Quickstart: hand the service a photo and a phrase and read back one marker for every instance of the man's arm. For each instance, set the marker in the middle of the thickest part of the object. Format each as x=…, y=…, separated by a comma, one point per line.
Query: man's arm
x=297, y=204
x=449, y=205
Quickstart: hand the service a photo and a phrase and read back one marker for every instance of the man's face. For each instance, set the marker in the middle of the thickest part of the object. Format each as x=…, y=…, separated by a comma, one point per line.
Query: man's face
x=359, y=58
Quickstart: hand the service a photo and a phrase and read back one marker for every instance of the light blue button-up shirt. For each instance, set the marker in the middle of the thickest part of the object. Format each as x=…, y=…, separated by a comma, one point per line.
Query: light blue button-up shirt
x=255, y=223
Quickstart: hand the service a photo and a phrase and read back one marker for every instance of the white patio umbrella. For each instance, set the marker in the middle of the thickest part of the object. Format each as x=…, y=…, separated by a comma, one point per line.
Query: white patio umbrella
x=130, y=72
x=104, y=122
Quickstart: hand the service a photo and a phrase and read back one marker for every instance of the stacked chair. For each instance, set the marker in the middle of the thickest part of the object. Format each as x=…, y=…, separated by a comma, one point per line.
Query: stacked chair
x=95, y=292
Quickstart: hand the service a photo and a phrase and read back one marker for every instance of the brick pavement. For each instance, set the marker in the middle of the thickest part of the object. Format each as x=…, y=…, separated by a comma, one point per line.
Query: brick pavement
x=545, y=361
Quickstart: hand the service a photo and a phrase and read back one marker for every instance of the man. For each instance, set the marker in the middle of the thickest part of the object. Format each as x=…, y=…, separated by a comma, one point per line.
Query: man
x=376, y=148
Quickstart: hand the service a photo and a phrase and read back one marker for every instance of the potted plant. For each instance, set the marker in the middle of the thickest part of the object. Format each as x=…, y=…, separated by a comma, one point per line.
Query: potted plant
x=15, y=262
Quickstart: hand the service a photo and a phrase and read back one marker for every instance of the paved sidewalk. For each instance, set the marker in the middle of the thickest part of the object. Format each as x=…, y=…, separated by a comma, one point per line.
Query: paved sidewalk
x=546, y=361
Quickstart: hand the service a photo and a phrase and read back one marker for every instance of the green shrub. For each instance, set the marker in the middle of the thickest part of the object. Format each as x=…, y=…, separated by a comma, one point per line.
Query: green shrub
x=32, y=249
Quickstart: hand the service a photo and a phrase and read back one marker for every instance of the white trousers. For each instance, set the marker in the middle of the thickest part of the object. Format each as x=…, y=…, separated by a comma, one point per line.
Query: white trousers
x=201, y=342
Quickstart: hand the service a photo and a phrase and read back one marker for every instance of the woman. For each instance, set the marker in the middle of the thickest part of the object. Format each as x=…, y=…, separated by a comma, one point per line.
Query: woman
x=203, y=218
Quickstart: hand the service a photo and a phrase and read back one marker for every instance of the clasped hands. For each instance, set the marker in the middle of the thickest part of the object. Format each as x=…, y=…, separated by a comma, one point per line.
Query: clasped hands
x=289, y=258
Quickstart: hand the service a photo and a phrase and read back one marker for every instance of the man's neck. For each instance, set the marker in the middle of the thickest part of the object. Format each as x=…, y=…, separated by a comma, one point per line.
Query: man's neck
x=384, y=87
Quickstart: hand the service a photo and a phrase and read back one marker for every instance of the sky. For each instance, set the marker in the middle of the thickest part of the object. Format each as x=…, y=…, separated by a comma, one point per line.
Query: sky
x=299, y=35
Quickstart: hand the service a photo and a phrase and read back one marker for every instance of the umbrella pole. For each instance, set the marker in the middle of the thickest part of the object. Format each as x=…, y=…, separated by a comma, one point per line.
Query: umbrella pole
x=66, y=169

□ □ □ □ □

[Exercise prompt] Recast these lines as a numbered list, leaving out any blank lines.

[Answer]
1. Quickstart: hand the service a photo and a phrase and read back one marker for every instance of the man's arm. For each instance, set the marker in the middle of the thickest part of the object. Format each as x=…, y=…, separated by a comma, one point per line.
2. Query: man's arm
3. x=297, y=204
4. x=449, y=205
5. Quickstart: hand the service a photo and a phrase and read back one marker for every instance of the man's face. For each instance, set the marker in the middle of the thickest part of the object. Format each as x=…, y=…, separated by a comma, one point per line.
6. Query: man's face
7. x=359, y=58
8. Quickstart: hand the service a photo and a phrase and read back one marker for every instance of the light blue button-up shirt. For each instance, set the marker in the middle of the thickest part of the object. Format each as x=…, y=…, separated by a comma, one point per line.
9. Query: light blue button-up shirt
10. x=255, y=223
11. Quickstart: hand the service a photo and a phrase and read back one marker for every instance of the white patio umbrella. For each instance, set the marker in the middle of the thickest part of the object. Format each as x=…, y=…, separated by a comma, one point per line.
12. Query: white patio umbrella
13. x=130, y=72
14. x=104, y=122
15. Quickstart: hand the service a photo and a phrase and read back one marker for every instance of the stacked chair. For each instance, set the marker in the middle of the thickest part of the object. Format each as x=…, y=…, separated by a comma, one point per line.
16. Query: stacked chair
17. x=95, y=292
18. Quickstart: hand the service a photo and a phrase and read back one marker for every instance of the brick pavement. For each instance, set the marker in the middle of the thickest part of the object. Format each as x=…, y=…, separated by a comma, one point per line.
19. Query: brick pavement
20. x=545, y=361
21. Quickstart: hand the service a photo and a phrase and read back one marker for every instance of the man. For each instance, set the marker in the middle of the thickest part of the object. Format each as x=…, y=…, separated by a comma, one point per line.
22. Query: man
23. x=376, y=148
24. Quickstart: hand the service a photo and a phrase and read back one marker for every instance of the potted plant. For each instance, set the marker in the middle of the thickest part of the object. Format each as x=…, y=…, separated by a comma, one point per line.
25. Query: potted plant
26. x=15, y=262
27. Quickstart: hand the service a photo and a phrase and read back one marker for every instance of the paved sidewalk. For each instance, set the marker in the middle of the thickest part of the object. Format each as x=…, y=…, separated by a comma, one point per line.
28. Query: paved sidewalk
29. x=546, y=361
30. Quickstart: hand the service a photo and a phrase and read back one marker for every instance of the green shrub. For each instance, set the marker in the middle of the thickest part of the object. Format each as x=…, y=…, separated by a comma, one point per line.
31. Query: green shrub
32. x=32, y=249
33. Quickstart: hand the service a photo and a phrase and read back one marker for every instance of the white trousers. For each instance, set the marker in the middle of the thickest part of the object. Format each as x=…, y=…, separated by a comma, one point per line.
34. Query: white trousers
35. x=201, y=342
36. Quickstart: hand the service a photo and a phrase and read back one marker for every instance of the woman. For each instance, set the marker in the middle of the thickest part of the object. Format each as x=…, y=…, separated by a comma, one point per line.
37. Query: woman
38. x=203, y=218
39. Quickstart: hand the service a photo and a phrase and read back one marker for every instance of the clasped hands. For each instance, set the marker in the middle of the thickest part of the object. Format each as x=…, y=…, separated by a comma, one point per line.
40. Query: clasped hands
41. x=289, y=258
42. Quickstart: hand the service a photo and a phrase and read back one marker for every instance of the man's neck. For each instance, set the marker in the middle of the thickest part of the object. Format each as x=…, y=…, separated by a comma, one point per line.
43. Query: man's neck
44. x=384, y=87
45. Quickstart: hand the service a photo and a phrase and read back one marker for every instance of the sky. For each instance, set the marker in the middle of the thickest part of the object. Format each as x=…, y=…, separated by a comma, one point per line.
46. Query: sky
47. x=299, y=35
48. Quickstart: hand the service a photo and a phrase and read back one marker for every instance of the umbrella pole. For each instance, set the marker in the middle of the thickest part of the object. Format each as x=…, y=…, separated by a comma, one point per line.
49. Query: umbrella pole
50. x=66, y=169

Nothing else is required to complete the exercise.